#### [AIM]
Show every line of the data below that contains the string "panel", copying each one in full.

(Excerpts from point annotation data)
**********

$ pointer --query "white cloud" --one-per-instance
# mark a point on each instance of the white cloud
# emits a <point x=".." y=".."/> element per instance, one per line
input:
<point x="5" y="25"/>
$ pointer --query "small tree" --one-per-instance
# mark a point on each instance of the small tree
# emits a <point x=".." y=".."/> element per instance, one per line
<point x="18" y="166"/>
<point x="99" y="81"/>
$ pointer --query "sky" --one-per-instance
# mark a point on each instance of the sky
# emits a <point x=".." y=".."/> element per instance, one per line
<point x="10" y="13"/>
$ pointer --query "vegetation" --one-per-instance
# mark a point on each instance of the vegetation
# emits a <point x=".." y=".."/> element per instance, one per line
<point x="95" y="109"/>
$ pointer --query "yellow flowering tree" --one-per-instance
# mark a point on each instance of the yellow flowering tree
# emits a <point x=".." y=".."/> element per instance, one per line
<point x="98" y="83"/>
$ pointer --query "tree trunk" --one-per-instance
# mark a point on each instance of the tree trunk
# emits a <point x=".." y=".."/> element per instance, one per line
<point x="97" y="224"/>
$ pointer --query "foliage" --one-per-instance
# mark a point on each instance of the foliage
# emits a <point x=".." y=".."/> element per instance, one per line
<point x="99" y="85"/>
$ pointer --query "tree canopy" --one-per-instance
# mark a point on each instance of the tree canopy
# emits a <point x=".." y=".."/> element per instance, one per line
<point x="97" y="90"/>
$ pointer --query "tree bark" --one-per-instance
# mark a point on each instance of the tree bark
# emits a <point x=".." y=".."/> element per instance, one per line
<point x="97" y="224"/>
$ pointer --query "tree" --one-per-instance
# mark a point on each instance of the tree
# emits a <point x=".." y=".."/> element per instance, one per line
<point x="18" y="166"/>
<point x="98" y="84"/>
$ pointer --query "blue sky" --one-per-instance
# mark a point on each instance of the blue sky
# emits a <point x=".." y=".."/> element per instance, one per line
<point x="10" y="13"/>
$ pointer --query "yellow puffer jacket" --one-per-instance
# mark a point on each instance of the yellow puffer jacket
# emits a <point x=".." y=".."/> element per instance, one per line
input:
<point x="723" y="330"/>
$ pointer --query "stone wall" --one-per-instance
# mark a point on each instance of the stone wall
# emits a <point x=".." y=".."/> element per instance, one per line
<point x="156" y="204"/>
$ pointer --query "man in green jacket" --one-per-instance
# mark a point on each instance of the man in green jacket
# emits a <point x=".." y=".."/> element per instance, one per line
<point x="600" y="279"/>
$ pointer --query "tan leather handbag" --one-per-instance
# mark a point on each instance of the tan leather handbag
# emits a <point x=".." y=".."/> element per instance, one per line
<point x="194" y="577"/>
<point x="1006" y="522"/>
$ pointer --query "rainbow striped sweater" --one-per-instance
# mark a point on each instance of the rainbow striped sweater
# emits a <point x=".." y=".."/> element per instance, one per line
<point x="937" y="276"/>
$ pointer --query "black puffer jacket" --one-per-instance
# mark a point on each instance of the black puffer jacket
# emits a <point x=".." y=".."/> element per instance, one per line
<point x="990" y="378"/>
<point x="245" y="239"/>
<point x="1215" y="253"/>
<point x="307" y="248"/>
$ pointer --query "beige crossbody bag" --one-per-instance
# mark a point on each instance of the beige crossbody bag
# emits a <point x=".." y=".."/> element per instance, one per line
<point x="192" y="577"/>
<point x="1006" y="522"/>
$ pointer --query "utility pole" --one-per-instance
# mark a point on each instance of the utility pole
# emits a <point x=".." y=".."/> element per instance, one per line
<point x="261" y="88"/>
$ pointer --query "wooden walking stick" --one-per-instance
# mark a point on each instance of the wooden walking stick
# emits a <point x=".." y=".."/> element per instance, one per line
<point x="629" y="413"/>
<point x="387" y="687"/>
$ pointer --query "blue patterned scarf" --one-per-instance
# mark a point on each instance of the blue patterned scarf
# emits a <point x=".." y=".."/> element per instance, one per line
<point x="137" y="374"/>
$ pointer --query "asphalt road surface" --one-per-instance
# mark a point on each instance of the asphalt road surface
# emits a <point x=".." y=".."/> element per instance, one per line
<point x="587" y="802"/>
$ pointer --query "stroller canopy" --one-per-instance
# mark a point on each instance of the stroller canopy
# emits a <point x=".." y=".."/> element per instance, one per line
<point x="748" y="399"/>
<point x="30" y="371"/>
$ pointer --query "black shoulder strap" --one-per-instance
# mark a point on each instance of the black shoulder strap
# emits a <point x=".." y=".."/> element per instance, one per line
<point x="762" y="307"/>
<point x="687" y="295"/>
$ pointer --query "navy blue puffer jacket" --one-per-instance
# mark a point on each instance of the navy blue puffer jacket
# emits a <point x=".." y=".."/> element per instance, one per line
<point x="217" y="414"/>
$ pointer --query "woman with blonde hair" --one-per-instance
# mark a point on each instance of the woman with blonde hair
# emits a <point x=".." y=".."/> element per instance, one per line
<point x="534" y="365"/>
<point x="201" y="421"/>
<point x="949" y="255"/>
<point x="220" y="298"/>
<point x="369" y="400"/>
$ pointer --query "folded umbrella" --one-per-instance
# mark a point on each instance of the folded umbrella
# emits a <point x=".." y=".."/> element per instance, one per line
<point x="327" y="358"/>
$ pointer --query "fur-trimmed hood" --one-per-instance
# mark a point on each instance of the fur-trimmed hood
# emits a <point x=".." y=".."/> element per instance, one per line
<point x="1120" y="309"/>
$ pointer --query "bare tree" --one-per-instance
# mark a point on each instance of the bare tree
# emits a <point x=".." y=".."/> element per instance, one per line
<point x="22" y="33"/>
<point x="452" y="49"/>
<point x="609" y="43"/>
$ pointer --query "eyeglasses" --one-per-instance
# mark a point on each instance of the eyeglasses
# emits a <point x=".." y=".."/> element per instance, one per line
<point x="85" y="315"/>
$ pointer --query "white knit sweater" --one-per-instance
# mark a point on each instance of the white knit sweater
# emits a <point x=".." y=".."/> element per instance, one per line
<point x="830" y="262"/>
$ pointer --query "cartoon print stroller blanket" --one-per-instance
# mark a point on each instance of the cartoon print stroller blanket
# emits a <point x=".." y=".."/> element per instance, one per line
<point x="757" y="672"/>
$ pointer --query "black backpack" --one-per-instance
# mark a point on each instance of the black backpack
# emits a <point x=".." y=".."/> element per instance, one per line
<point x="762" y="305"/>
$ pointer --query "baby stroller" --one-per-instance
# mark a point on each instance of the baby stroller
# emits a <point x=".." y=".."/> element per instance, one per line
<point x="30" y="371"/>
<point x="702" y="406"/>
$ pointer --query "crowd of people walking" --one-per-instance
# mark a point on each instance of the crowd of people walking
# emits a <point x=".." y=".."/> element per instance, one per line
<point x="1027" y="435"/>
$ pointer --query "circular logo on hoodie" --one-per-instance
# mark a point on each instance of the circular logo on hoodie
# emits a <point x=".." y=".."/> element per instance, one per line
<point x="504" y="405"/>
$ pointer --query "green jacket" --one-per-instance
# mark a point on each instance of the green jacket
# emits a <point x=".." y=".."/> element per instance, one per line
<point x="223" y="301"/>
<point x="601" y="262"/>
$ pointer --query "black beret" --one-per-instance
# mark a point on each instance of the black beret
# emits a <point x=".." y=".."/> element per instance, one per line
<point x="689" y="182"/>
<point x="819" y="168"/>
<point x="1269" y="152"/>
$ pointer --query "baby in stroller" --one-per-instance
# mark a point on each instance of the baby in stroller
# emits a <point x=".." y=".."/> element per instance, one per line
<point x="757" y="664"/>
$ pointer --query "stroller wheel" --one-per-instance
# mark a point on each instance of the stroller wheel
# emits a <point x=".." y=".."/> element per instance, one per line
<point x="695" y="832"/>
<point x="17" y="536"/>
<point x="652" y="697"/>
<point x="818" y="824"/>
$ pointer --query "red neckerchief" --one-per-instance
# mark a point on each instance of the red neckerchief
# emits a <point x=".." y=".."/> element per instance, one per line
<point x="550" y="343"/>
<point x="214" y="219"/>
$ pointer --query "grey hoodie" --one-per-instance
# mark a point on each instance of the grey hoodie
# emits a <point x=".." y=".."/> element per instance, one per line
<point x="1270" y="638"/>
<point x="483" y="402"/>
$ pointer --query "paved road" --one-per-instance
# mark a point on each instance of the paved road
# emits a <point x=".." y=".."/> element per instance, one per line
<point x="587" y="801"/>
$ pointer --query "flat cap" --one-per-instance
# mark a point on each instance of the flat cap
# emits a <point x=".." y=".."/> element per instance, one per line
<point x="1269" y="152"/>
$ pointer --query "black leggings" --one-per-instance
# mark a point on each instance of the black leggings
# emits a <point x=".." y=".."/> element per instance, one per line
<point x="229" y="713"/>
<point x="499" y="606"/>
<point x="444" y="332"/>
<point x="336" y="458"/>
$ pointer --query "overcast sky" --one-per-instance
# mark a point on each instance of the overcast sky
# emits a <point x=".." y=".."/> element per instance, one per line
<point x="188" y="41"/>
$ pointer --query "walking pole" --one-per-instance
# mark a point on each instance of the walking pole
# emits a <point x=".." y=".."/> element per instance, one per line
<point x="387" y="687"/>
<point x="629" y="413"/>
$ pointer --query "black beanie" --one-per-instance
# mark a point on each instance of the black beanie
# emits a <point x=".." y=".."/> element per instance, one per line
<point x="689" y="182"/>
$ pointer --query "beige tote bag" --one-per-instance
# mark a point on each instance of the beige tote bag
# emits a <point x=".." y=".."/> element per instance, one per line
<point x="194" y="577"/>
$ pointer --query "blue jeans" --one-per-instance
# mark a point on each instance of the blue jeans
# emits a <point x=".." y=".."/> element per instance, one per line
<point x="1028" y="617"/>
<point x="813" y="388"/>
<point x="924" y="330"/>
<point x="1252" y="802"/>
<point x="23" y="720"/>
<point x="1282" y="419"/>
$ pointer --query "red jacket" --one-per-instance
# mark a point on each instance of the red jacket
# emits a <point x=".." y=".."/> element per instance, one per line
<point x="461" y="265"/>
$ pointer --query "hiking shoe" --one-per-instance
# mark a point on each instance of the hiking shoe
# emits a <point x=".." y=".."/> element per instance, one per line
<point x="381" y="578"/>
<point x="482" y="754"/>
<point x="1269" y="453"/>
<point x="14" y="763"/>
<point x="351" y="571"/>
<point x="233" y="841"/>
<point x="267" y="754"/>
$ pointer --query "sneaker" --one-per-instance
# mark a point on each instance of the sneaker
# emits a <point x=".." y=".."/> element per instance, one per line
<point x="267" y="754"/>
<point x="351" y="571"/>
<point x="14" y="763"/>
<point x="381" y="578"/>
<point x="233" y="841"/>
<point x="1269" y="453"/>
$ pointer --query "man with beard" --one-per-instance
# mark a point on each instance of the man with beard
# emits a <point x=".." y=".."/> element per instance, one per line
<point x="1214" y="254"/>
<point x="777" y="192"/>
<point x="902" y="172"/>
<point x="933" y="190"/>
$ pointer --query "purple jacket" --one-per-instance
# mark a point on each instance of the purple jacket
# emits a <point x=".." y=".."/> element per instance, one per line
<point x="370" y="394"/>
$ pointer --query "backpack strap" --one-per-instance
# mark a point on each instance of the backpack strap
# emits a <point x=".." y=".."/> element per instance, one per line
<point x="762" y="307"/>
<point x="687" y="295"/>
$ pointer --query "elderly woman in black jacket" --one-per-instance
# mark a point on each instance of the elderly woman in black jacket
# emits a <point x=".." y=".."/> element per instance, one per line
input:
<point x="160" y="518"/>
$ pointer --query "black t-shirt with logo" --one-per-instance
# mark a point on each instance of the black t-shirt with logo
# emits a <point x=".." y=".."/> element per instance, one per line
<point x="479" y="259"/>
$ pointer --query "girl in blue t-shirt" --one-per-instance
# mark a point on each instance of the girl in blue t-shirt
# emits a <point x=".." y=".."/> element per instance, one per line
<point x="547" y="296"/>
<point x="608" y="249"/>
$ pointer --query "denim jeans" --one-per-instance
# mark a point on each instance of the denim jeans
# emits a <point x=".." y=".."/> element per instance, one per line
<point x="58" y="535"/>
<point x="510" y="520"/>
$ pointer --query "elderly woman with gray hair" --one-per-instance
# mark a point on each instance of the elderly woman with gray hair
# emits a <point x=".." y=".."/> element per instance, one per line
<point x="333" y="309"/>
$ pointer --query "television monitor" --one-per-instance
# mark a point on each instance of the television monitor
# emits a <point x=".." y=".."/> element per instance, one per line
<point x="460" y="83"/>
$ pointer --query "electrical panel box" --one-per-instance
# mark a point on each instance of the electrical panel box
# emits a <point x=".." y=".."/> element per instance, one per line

**********

#### [RESULT OF THIS TASK]
$ pointer --query "electrical panel box" --one-per-instance
# mark a point on each instance of the electrical panel box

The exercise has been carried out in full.